*TASK DIRECTIONS:*
Write out every line of the records below again, requests included but pictures left out, with each answer coordinate multiplied by 1.6 and rounded to a whole number (halves round up). Leave the coordinates in the requests' sample formats as they are.

*Point annotation data:*

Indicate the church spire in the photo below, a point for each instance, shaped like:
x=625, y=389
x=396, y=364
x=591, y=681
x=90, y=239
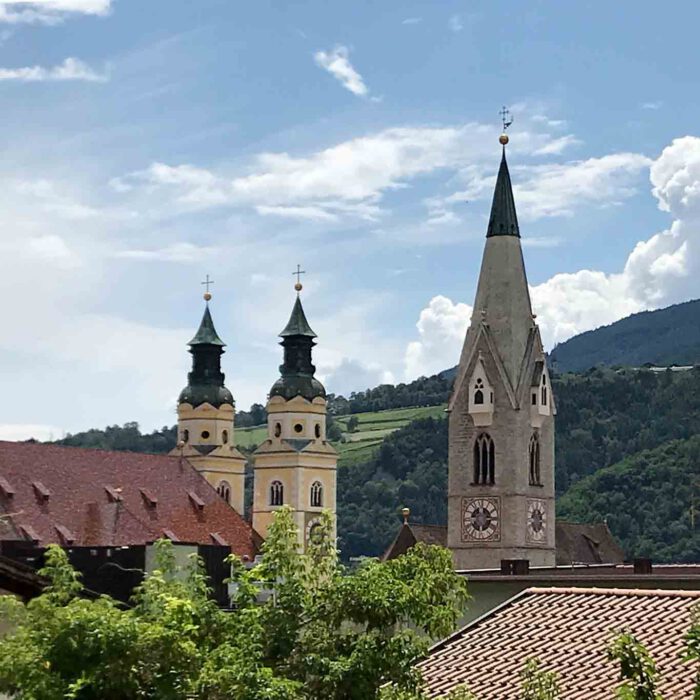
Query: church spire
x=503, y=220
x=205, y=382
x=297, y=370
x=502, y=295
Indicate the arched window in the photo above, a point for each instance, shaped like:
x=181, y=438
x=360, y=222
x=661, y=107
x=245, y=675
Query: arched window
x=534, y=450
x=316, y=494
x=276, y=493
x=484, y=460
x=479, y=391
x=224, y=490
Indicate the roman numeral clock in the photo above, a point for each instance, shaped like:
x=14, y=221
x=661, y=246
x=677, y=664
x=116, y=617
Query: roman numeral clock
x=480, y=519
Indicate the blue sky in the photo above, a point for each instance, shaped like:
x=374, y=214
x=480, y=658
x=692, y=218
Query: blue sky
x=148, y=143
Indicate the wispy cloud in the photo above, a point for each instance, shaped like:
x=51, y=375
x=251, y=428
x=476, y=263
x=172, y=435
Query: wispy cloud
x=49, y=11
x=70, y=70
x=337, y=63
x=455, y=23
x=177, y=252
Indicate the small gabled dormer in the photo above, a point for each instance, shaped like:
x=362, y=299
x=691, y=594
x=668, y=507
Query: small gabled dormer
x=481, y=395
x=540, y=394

*WRITTEN SOLUTION:*
Indicate the church spire in the photo below, a point for each instance, shaped like:
x=625, y=389
x=396, y=364
x=591, y=681
x=90, y=239
Query: church spire
x=805, y=352
x=328, y=611
x=475, y=592
x=803, y=472
Indicate the arched window in the photo above, a point for each instance, shaped like:
x=181, y=438
x=360, y=222
x=661, y=107
x=245, y=675
Query: arched window
x=854, y=720
x=506, y=790
x=442, y=789
x=774, y=736
x=766, y=626
x=358, y=784
Indicate the roman numeral clock in the photo above, a point for each instance, shaped like:
x=14, y=221
x=661, y=246
x=677, y=664
x=116, y=617
Query: roman numeral clock
x=768, y=830
Indicate the blue sky in the photo above, a point for each instance, shaped like:
x=374, y=214
x=480, y=658
x=692, y=218
Query: blue sky
x=237, y=229
Indicate the wispy cloud in the photo above, a point for each instance, shaped like:
x=51, y=375
x=251, y=428
x=476, y=263
x=172, y=435
Query: wispy cloud
x=78, y=18
x=112, y=112
x=539, y=101
x=728, y=37
x=283, y=403
Indicate the small gabled dormer in the photo above, a point for each instance, shaped like:
x=362, y=299
x=691, y=594
x=668, y=507
Query: small gabled dormer
x=770, y=632
x=864, y=630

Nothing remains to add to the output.